## [Selection]
####

Introduction: Make 2.0mm Leads for 2.0mm Mechanical Pencil or Leadholder
Here you'll learn how to give new life to old pencils through the guts of a 2.0mm mechanical pencil or leadholder.
Step 1: Easy As 1,2,3
Materials needed:
1) lead pencils (any hardness, any maker), best if free, like gift pencils, old small pencils.
2) fire source and fire fuel (bic lighter pictured, best add old newspaper, twigs, etc)
3) mechanical pencils (mine pictured. buy your favorite at your office supply store.)
4) knife or any other cutting tool (not pictured)
5) place to keep finished leads (I made a 3/4" x ~6" plastic tube, inserting a piece of dowel in each side)
6) place to make a small fire (may be a soup can or the like -- not pictured)
Ok, this is my first instructable, let's KISS (ops, not you and me), but KEEP IT SIMPLE STUPID.
STEPS:
1) get old pencils and fire fuel, put everything together where you can make a fire
2) set it on fire and wait until the pencils are nothing more than lead and charcoal. Add fire fuel if necessary (pencils burn quite well)

####

## [Records supplied]
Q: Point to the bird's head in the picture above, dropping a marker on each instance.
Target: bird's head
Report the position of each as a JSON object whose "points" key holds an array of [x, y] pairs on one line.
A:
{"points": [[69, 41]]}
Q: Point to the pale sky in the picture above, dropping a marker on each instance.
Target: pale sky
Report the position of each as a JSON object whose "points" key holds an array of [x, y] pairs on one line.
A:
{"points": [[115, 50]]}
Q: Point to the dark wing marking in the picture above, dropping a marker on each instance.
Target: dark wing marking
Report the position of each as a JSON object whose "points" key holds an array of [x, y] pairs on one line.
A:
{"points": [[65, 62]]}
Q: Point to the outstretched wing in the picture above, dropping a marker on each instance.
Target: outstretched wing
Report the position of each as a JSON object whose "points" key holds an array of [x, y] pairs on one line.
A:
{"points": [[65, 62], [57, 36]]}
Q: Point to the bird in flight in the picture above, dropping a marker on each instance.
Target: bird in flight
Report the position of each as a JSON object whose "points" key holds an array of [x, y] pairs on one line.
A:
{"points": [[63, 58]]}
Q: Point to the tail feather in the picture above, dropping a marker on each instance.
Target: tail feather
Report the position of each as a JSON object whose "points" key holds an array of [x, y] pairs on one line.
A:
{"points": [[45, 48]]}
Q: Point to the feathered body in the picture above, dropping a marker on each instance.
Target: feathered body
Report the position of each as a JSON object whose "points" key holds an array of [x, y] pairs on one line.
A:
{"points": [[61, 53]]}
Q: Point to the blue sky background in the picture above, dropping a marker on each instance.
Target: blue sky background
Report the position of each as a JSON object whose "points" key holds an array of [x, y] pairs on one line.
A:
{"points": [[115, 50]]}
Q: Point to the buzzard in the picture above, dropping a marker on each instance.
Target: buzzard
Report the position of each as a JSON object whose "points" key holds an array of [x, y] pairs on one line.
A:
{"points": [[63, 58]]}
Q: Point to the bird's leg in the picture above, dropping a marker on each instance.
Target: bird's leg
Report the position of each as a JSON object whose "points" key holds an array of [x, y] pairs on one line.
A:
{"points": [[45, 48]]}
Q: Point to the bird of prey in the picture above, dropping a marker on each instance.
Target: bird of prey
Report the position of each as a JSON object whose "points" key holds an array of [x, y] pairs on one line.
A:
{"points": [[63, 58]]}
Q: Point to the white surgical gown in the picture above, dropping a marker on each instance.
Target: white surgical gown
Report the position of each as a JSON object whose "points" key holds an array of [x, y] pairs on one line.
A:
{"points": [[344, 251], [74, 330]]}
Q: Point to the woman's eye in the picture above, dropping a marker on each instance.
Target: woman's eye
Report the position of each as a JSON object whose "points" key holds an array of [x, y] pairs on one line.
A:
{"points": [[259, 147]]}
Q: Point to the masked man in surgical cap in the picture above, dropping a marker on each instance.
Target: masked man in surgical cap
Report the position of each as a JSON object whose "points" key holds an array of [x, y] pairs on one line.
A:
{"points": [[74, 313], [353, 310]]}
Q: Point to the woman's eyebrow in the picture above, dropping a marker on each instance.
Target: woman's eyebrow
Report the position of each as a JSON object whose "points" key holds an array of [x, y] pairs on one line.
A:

####

## [Goal A]
Answer these questions about the pencil-lead guide:
(i) What size of lead does the guide show how to make?
(ii) What kind of lighter is pictured as the fire source?
(iii) What size is the plastic tube made for keeping the finished leads?
## [Goal B]
In the rows, rewrite the part that opens with the line containing "Q: Point to the bird of" and runs through the end of the rows, changing "marker" to "pin" and keeping everything else the same.

## [Exercise solution A]
(i) 2.0mm
(ii) A bic lighter
(iii) 3/4" x ~6"

## [Exercise solution B]
Q: Point to the bird of prey in the picture above, dropping a pin on each instance.
Target: bird of prey
Report the position of each as a JSON object whose "points" key holds an array of [x, y] pairs on one line.
A:
{"points": [[63, 58]]}
Q: Point to the white surgical gown in the picture above, dropping a pin on each instance.
Target: white surgical gown
Report the position of each as a JSON object whose "points" key holds an array of [x, y] pairs on one line.
A:
{"points": [[344, 251], [74, 330]]}
Q: Point to the woman's eye in the picture above, dropping a pin on each instance.
Target: woman's eye
Report the position of each as a JSON object whose "points" key holds an array of [x, y] pairs on one line.
A:
{"points": [[259, 147]]}
Q: Point to the masked man in surgical cap in the picture above, dropping a pin on each instance.
Target: masked man in surgical cap
Report the position of each as a JSON object whose "points" key holds an array of [x, y] pairs on one line.
A:
{"points": [[74, 313], [353, 310]]}
Q: Point to the woman's eyebrow in the picture above, dropping a pin on each instance.
Target: woman's eyebrow
Report the position of each as a JSON object whose "points" key holds an array of [x, y] pairs on one line.
A:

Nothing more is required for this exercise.